In the sermon passage below, what is the title of the book Paula D’Arcy wrote out of her grief?

--- start Supplied text ---

There is no time when God will not be. In all that vast expanse, as long as the imagination can go, this one who speaks through John is the Almighty, the one who is the source of our hope and our strength, whom we can trust. No matter how difficult life is going to be, and it can be very difficult, the recreating love of God will never be snuffed out… never… never… never. The recreating spirit of God’s love which brings life will never be lost.
Paula D’Arcy lost a baby daughter and her husband in a tragic automobile accident in which she too was injured. Out of the experience of her grief, and healing through that grief, she wrote a book called “Song for Sarah.” I’ve spoken of it before. It is a diary which she kept through the days and weeks and months and years after her loss in which she reflects upon her emptiness and her healing.

--- end Supplied text ---
--- start Data lines ---

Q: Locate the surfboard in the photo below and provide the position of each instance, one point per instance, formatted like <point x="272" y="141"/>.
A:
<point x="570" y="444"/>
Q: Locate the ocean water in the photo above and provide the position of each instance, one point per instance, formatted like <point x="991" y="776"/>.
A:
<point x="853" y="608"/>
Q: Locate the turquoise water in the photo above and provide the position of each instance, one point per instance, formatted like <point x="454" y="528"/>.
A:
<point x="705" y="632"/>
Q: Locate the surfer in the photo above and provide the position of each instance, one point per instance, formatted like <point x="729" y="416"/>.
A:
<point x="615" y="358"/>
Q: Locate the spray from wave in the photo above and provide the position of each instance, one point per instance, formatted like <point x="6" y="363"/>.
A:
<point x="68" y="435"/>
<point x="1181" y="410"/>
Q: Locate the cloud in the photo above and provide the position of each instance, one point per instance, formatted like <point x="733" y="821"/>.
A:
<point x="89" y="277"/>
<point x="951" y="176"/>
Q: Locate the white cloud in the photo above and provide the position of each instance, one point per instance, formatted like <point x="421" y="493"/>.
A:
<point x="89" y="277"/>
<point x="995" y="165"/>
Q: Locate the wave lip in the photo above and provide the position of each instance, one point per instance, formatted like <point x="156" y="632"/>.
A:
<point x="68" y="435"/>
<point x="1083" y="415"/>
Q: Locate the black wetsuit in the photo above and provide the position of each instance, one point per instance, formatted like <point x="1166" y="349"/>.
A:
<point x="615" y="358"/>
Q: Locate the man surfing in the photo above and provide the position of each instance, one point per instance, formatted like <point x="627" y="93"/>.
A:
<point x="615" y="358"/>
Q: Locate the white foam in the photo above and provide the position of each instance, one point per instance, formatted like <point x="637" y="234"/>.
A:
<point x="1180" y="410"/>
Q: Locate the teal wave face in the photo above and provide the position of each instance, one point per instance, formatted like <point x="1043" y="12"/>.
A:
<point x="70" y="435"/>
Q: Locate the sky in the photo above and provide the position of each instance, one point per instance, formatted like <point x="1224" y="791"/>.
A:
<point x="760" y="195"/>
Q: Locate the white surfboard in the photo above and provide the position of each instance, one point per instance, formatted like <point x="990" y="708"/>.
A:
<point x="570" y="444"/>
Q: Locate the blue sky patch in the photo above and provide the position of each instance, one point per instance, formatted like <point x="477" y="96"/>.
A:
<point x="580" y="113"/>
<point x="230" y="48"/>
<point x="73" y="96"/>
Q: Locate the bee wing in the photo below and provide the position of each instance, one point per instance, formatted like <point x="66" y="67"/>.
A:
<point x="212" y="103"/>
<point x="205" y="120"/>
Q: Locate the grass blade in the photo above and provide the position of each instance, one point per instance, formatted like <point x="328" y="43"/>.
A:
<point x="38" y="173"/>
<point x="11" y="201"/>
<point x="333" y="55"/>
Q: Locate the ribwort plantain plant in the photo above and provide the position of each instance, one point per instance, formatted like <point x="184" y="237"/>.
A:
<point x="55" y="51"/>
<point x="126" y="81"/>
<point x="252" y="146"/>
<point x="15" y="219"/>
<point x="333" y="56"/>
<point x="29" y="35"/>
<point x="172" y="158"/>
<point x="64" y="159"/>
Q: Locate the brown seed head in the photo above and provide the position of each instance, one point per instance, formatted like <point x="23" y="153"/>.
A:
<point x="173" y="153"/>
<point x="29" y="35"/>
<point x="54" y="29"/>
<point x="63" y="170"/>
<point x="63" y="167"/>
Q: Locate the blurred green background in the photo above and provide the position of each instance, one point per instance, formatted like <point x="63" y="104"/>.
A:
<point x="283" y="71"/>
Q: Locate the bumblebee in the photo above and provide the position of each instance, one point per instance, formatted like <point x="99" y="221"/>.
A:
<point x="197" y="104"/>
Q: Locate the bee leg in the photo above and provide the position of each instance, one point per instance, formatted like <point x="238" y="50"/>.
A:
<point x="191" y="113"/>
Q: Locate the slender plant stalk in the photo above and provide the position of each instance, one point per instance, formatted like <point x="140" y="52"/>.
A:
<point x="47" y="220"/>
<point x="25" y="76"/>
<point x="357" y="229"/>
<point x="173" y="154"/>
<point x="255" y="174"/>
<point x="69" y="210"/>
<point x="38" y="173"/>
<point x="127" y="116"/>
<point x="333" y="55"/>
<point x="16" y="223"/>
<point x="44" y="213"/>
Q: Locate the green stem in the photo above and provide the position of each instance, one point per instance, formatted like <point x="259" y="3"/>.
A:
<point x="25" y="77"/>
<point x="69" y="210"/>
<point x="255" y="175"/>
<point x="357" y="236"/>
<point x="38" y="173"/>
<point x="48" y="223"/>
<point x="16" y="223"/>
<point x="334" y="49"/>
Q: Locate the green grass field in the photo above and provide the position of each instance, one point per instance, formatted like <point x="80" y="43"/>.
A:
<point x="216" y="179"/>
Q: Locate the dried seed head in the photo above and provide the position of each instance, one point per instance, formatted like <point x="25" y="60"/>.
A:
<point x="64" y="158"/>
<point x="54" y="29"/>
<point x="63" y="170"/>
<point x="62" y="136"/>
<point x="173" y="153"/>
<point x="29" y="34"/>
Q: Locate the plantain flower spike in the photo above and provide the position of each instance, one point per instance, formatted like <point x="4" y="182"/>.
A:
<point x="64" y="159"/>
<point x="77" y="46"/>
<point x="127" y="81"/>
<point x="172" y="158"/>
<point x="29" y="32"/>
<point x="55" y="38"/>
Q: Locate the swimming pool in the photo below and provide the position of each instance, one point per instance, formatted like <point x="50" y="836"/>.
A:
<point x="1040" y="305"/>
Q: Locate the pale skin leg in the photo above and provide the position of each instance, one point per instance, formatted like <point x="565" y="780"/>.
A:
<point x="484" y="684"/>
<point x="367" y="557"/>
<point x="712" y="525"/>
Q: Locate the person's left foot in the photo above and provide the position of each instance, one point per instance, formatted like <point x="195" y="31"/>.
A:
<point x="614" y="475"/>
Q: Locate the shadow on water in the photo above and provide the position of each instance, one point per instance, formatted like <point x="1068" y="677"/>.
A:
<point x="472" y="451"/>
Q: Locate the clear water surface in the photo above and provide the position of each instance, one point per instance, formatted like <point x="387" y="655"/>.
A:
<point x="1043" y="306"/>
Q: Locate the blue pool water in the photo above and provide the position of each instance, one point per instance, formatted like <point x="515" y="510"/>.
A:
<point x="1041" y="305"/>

--- end Data lines ---

• **Finished answer**
“Song for Sarah”